* [Records provided]:

----

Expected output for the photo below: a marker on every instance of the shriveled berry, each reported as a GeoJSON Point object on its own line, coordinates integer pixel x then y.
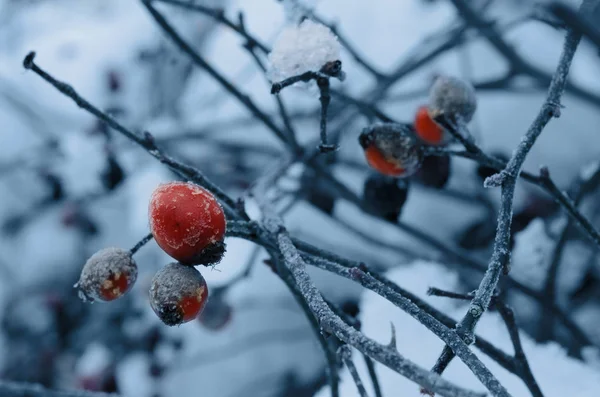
{"type": "Point", "coordinates": [385, 196]}
{"type": "Point", "coordinates": [188, 223]}
{"type": "Point", "coordinates": [453, 98]}
{"type": "Point", "coordinates": [392, 149]}
{"type": "Point", "coordinates": [435, 171]}
{"type": "Point", "coordinates": [427, 129]}
{"type": "Point", "coordinates": [178, 294]}
{"type": "Point", "coordinates": [107, 275]}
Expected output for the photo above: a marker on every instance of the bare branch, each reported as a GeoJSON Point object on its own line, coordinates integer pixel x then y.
{"type": "Point", "coordinates": [501, 254]}
{"type": "Point", "coordinates": [14, 389]}
{"type": "Point", "coordinates": [346, 355]}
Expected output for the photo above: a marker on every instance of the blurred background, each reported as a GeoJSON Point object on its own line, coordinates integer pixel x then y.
{"type": "Point", "coordinates": [70, 186]}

----

Rewrite all of the data above, keeping the requests as they are, and shift every x and y coordinate in the answer points up by 51. Leave the pictures out.

* [Output]:
Expected output for the photo below: a marker on every instance of the shriveled berry, each reported as a GeoJSON Point object on its own line, coordinates integer pixel x then y.
{"type": "Point", "coordinates": [436, 247]}
{"type": "Point", "coordinates": [239, 274]}
{"type": "Point", "coordinates": [504, 149]}
{"type": "Point", "coordinates": [443, 200]}
{"type": "Point", "coordinates": [486, 222]}
{"type": "Point", "coordinates": [478, 180]}
{"type": "Point", "coordinates": [229, 345]}
{"type": "Point", "coordinates": [158, 326]}
Expected output for the photo above: a marker on every instance of the bare branch, each reported as a GeoJSON Point object on its own line, coordinates integer pixel x then y.
{"type": "Point", "coordinates": [552, 305]}
{"type": "Point", "coordinates": [65, 440]}
{"type": "Point", "coordinates": [397, 406]}
Expected output for the photo above: a marker on every instance of the blurred background, each reported as a GeoJSON Point object on its own line, coordinates integer pixel x then y.
{"type": "Point", "coordinates": [121, 237]}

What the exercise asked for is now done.